§ **LISTING**
____________
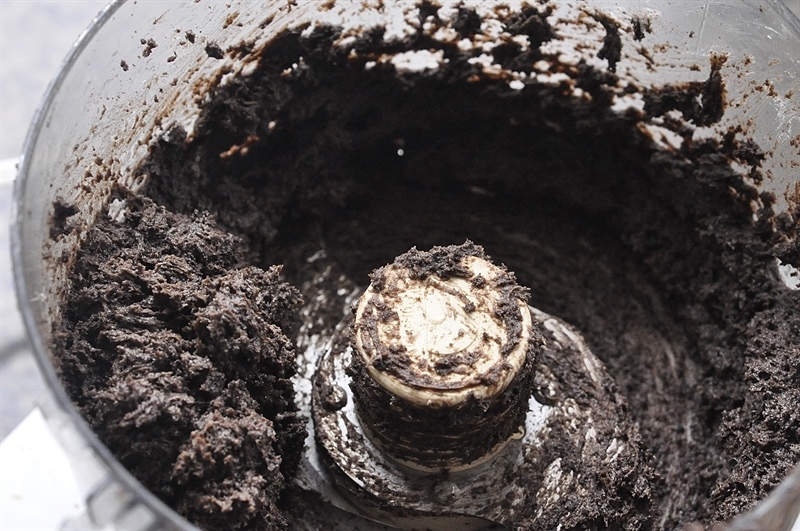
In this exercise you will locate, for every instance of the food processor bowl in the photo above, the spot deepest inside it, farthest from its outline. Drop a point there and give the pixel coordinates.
(143, 68)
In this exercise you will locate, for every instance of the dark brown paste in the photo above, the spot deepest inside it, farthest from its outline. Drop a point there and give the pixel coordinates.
(177, 333)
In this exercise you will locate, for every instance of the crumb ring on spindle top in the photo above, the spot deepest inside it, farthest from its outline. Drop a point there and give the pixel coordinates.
(435, 341)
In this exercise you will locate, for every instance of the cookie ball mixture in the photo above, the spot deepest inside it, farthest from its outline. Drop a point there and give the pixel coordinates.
(345, 147)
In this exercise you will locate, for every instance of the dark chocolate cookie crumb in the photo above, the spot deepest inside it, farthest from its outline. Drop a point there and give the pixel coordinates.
(175, 353)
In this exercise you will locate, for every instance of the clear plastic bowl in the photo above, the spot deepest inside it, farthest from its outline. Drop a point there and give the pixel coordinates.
(112, 98)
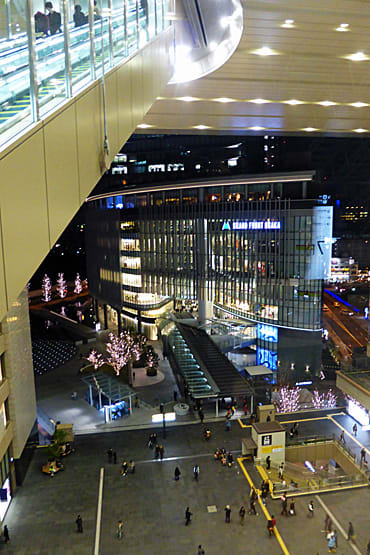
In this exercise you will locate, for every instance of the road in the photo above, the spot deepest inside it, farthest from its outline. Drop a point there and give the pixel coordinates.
(350, 329)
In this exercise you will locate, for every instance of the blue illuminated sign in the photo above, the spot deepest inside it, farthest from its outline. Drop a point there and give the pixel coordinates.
(268, 358)
(253, 224)
(267, 333)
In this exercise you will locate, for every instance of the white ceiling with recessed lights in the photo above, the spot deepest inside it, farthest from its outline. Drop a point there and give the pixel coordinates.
(300, 67)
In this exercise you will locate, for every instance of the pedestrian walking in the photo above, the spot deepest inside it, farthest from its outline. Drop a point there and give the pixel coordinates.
(132, 466)
(351, 532)
(119, 529)
(292, 507)
(284, 505)
(124, 468)
(227, 513)
(252, 507)
(311, 509)
(201, 415)
(187, 516)
(281, 471)
(327, 524)
(6, 534)
(331, 543)
(79, 524)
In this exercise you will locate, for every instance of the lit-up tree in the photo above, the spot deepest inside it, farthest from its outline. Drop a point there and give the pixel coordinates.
(124, 350)
(288, 399)
(96, 359)
(61, 286)
(321, 400)
(46, 289)
(78, 285)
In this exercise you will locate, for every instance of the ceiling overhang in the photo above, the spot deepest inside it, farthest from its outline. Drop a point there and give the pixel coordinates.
(300, 68)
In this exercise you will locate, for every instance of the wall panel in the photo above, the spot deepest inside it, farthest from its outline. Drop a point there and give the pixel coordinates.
(111, 97)
(90, 139)
(24, 212)
(62, 178)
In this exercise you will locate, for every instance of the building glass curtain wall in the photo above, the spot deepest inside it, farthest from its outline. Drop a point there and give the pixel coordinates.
(263, 260)
(47, 56)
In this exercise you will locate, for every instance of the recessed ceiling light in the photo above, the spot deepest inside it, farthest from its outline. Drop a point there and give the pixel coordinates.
(224, 100)
(264, 51)
(357, 57)
(327, 103)
(343, 27)
(288, 24)
(293, 102)
(187, 98)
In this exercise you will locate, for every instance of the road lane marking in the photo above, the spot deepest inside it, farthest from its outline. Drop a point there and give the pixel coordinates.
(263, 507)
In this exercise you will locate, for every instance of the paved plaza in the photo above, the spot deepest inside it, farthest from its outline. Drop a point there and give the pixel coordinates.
(41, 518)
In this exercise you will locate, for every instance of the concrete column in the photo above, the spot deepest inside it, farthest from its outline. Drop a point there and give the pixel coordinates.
(139, 321)
(119, 321)
(205, 310)
(105, 317)
(304, 189)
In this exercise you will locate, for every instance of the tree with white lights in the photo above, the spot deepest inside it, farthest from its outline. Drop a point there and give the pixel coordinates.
(78, 285)
(288, 399)
(46, 289)
(96, 359)
(61, 286)
(321, 400)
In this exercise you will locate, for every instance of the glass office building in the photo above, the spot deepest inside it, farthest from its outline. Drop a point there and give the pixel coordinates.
(47, 58)
(239, 249)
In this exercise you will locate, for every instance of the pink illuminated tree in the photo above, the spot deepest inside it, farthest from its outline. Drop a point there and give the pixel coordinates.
(78, 285)
(61, 286)
(46, 289)
(288, 399)
(96, 359)
(124, 350)
(321, 400)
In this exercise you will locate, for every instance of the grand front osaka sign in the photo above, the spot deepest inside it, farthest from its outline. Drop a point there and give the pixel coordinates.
(251, 224)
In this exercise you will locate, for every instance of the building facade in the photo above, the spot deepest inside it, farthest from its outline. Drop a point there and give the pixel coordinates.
(238, 248)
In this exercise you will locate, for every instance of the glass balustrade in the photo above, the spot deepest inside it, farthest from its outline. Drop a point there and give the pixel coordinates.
(49, 51)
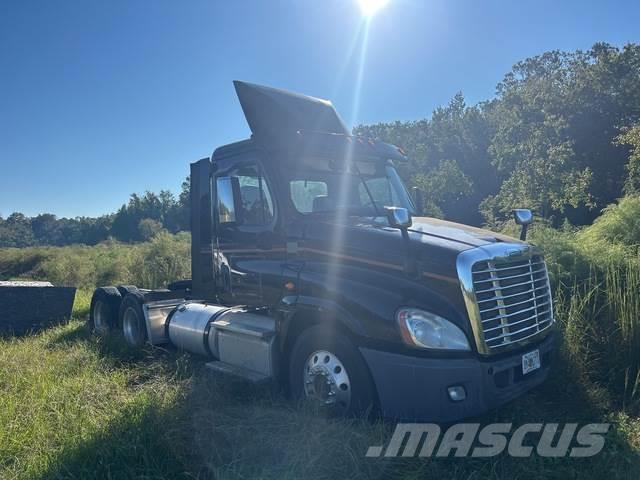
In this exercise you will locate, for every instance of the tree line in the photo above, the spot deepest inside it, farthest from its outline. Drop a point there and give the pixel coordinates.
(561, 136)
(138, 220)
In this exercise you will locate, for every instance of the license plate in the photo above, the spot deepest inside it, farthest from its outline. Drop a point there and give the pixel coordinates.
(530, 361)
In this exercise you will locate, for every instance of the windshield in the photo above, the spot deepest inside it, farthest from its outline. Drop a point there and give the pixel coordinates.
(363, 191)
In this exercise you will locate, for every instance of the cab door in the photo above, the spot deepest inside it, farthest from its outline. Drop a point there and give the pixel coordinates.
(249, 247)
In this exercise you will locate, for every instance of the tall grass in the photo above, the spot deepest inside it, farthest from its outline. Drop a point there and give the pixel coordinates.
(152, 264)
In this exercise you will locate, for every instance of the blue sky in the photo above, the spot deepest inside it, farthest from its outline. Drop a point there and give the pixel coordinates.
(99, 99)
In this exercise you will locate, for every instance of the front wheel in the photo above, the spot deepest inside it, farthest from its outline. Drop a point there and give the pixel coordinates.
(328, 371)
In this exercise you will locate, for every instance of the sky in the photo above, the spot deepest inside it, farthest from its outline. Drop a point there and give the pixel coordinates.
(100, 99)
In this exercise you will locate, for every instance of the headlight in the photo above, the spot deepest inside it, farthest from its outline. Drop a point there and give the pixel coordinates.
(427, 330)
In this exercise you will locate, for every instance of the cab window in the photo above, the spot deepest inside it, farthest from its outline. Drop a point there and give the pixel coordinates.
(253, 197)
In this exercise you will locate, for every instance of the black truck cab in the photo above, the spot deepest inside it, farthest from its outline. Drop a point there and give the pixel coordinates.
(308, 235)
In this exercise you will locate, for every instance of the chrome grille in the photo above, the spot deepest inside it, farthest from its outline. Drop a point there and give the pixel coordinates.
(513, 299)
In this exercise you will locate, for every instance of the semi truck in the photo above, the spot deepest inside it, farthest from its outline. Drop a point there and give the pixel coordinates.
(312, 268)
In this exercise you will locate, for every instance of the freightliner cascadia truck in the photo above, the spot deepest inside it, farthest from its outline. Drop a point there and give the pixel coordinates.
(312, 268)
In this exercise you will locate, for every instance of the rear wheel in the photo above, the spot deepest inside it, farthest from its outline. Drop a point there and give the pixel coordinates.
(134, 327)
(103, 315)
(328, 371)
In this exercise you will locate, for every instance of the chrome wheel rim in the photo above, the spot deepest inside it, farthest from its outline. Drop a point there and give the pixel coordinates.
(100, 317)
(132, 327)
(326, 381)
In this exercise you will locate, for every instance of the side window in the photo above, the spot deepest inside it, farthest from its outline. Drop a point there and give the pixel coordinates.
(304, 193)
(251, 203)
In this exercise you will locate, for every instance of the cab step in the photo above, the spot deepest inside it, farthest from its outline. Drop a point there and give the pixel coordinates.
(236, 371)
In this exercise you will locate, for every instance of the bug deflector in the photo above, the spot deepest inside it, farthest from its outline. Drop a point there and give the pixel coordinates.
(272, 113)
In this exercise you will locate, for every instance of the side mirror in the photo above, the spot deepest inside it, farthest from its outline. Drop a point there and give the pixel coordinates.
(229, 202)
(398, 217)
(523, 217)
(418, 200)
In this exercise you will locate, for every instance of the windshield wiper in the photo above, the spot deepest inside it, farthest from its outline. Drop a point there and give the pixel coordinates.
(366, 187)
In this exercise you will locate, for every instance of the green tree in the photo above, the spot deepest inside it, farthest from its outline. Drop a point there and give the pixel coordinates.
(630, 137)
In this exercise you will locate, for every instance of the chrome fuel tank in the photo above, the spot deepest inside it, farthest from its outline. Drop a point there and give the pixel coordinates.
(188, 326)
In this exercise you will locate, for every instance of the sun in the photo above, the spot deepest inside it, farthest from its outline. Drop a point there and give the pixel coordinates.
____________
§ **TASK PROMPT**
Give again, word for word, every line from the one holding "the side window" to the end of the data.

§ **EXERCISE SOLUTION**
In this exercise you will locate, for every instance of the side window in the photo above, the spot deepest inside it, farthest from its outline. Drop a point there and give the pixel coordinates.
(304, 193)
(251, 203)
In this exercise you will locate, for every instance of the cab step in the photo above, the spot deepest inside it, farthest from its outline. Drop a point there and give the pixel coordinates.
(236, 371)
In this exercise you will locate, for every instance of the bug deflector in the photo above, the spot deepest inside it, farthest from its outline. Drop a point there and give the pixel coordinates.
(272, 113)
In this exercise you will locate, for every instance of the side mirror in the photo above, the spot deepest inside it, farthest from its outline. Drop a point there and give the pixel coordinates.
(229, 202)
(398, 217)
(523, 217)
(418, 200)
In this exercise you will locate, for every instance of the windshield wiper in the photo above, the spot deepest inside it, farthest from its outline. Drop a point there and give the pixel coordinates.
(366, 187)
In this exercise you will locate, for every instance of the green tree in the photo above, the spot deepest inside it, farthest from its outline. Drop a point there and give the pixel coordinates.
(630, 137)
In this exercise you will locate, for every instance of the chrome fuel tank in the photo above, the spot deepest inside it, farthest from its outline. Drop a point there and give the pixel coordinates.
(188, 326)
In this exercise you will locate, for every instance of the sun in the photo above, the spot deepest inside it, farthest from its outline. Drop a point there and give the pixel coordinates.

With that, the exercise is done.